== TEXTE PROPOSÉ

PARINFO
Martine Poulain
Le Programme d'aide à la recherche en information (PARINFO) a été lancé au début de 1991 par les ministères de la Recherche et de l'Education nationale. A l'origine, le constat d'un relatif décalage entre le développement fulgurant des techniques et recours à l'information et la progression insuffisante de la recherche en ce domaine : équipes dispersées et disposant de moyens insuffisants, coupures disciplinaires néfastes, contacts insuffisants avec l'étranger, valorisation industrielle difficile.
Plusieurs études sont en cours et un colloque tenu à Villeurbanne à l'ENSSIB 1 en octobre dernier a permis de faire le point sur diverses problématiques en ce domaine. Qu'en est-il des modes d'usage des OPAC 2 ? Quelles relations entre recherches et valorisation industrielle ? Quelles nouvelles approches développer dans le domaine de l'économie de l'information ? Où en est le document électronique ? Comment développer les recherches sur les usages ?
Les usages de l'OPAC
Une étude est en cours sur l'utilisation des catalogues en ligne à la médiathèque de la Cité des sciences et de l'industrie. Près de 600 questions des utilisateurs ont été relevées. Elles sont étudiées par une équipe pluri-disciplinaire. Les principales difficultés des utilisateurs identifiées concernent le maniement même du clavier, le langage utilisé, le mode de dialogue, la conception des écrans et des messages, l'indexation et son inadéquation au vocabulaire d'usage, le mode de formulation imposé, le repérage, le rapport même à un catalogue virtuel. Cette équipe, constituée de chercheurs et de professionnels émanant de la Villette, de l'ENSSIB, de la société GSI-ERLI, de la City University de Londres, après avoir réuni le matériau, tâche d'identifier avec précision les démarches des utilisateurs. Les procédures d'essai / erreur ou de balayage de l'écran regroupent 80 % des façons de faire. Une étude qui devrait être riche d'enseignements, car l'équipe disposera pour chacun des 600 utilisateurs d'un corpus important : pré-questionnaire, session d'interrogation, post-questionnaire, questionnaire oral complémentaire, fiche d'observation remplie par l'enquêteur.
C'est le système OLIVE 3, mis au point par la British Library, qui est utilisé pour la récupération des sessions d'interrogation sur cinq postes GEAC. Micheline Hancock-Beaulieu a rappelé les projets expérimentaux en cours à la City University, à Londres : outre le logiciel OLIVE, qui permet de relever les modes de questionnement effectifs des utilisateurs, le projet OKAPI, visant à développer une troisième génération d'OPAC, devrait permettre la mise au point d'une interface interactive qui, de manière invisible pour l'utilisateur, aide celui-ci dans ses stratégies de recherche : relevé des erreurs d'orthographe, affichage immédiat de références proches de celles demandées, techniques permettant de développer l'interrogation initiale ; enfin l'équipe de la City University met au point un autre logiciel d'interface, ICARUS, version commerciale d'OKAPI.
Pour Sandra Sinno, de la Bibliothèque publique d'information, il faut ajouter à ces améliorations des OPAC, d'autres propositions d'orientation pour les usagers rétifs à la recherche bibliographique. Ainsi, la BPI est-elle en train de peaufiner une borne interactive, un « OPAC de supermarché », riche des 500 termes « best-sellers », les plus utilisés par les lecteurs de la bibliothèque lors de leurs demandes de renseignement.

====
== LIGNES FOURNIES

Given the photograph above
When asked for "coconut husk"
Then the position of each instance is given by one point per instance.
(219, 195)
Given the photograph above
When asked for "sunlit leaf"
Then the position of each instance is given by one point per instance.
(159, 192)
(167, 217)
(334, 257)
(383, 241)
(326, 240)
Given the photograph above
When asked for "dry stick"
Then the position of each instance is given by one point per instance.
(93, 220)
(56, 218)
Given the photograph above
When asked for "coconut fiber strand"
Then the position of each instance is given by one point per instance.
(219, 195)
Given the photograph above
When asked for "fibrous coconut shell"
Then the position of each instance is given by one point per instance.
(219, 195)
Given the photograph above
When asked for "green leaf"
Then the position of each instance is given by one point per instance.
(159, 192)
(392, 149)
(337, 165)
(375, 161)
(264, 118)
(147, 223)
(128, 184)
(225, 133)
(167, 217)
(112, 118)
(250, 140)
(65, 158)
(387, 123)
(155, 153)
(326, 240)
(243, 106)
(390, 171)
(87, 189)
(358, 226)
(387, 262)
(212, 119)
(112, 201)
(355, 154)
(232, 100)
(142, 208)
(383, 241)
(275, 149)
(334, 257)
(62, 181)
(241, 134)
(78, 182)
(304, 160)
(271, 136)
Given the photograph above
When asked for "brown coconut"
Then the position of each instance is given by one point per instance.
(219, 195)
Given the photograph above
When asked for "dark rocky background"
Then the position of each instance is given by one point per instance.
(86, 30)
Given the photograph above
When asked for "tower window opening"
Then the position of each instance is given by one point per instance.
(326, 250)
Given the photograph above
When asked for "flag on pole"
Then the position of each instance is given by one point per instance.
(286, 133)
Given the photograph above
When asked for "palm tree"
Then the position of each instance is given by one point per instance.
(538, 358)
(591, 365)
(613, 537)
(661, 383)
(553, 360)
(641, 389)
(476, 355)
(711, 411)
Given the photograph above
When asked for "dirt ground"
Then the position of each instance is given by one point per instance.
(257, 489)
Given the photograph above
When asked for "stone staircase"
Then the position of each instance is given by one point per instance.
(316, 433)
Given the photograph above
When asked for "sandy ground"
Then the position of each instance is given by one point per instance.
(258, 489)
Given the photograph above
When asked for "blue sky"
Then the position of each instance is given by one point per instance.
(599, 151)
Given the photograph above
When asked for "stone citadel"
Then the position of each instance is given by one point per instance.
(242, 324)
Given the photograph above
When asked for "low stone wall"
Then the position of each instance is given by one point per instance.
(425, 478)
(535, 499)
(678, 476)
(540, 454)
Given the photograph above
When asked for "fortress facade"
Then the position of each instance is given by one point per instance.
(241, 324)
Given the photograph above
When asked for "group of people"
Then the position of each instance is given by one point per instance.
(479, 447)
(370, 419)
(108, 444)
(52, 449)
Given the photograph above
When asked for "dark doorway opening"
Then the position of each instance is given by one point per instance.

====

• _CONSIGNE A_:
Répondez aux questions suivantes à partir du texte sur PARINFO :
(i) Quand et par quels ministères le programme PARINFO a-t-il été lancé ?
(ii) Combien de questions des utilisateurs ont été relevées à la médiathèque de la Cité des sciences et de l'industrie ?
(iii) Quelle institution a mis au point le système OLIVE ?
• _CONSIGNE B_: Énumérez les éléments du corpus dont l'équipe disposera pour chacun des 600 utilisateurs, selon le texte sur PARINFO.
• _CONSIGNE C_: Récrivez tout ce qui va de « C'est le système » jusqu'à « version commerciale d'OKAPI. » dans le texte sur PARINFO, en renommant « OKAPI » en « ATLAS ».
Les lignes n'interviennent pas dans ce travail.

• _CORRIGÉ A_:
(i) Au début de 1991, par les ministères de la Recherche et de l'Education nationale.
(ii) Près de 600 questions.
(iii) La British Library.

• _CORRIGÉ B_:
- pré-questionnaire
- session d'interrogation
- post-questionnaire
- questionnaire oral complémentaire
- fiche d'observation remplie par l'enquêteur

• _CORRIGÉ C_:
C'est le système OLIVE 3, mis au point par la British Library, qui est utilisé pour la récupération des sessions d'interrogation sur cinq postes GEAC. Micheline Hancock-Beaulieu a rappelé les projets expérimentaux en cours à la City University, à Londres : outre le logiciel OLIVE, qui permet de relever les modes de questionnement effectifs des utilisateurs, le projet ATLAS, visant à développer une troisième génération d'OPAC, devrait permettre la mise au point d'une interface interactive qui, de manière invisible pour l'utilisateur, aide celui-ci dans ses stratégies de recherche : relevé des erreurs d'orthographe, affichage immédiat de références proches de celles demandées, techniques permettant de développer l'interrogation initiale ; enfin l'équipe de la City University met au point un autre logiciel d'interface, ICARUS, version commerciale d'ATLAS.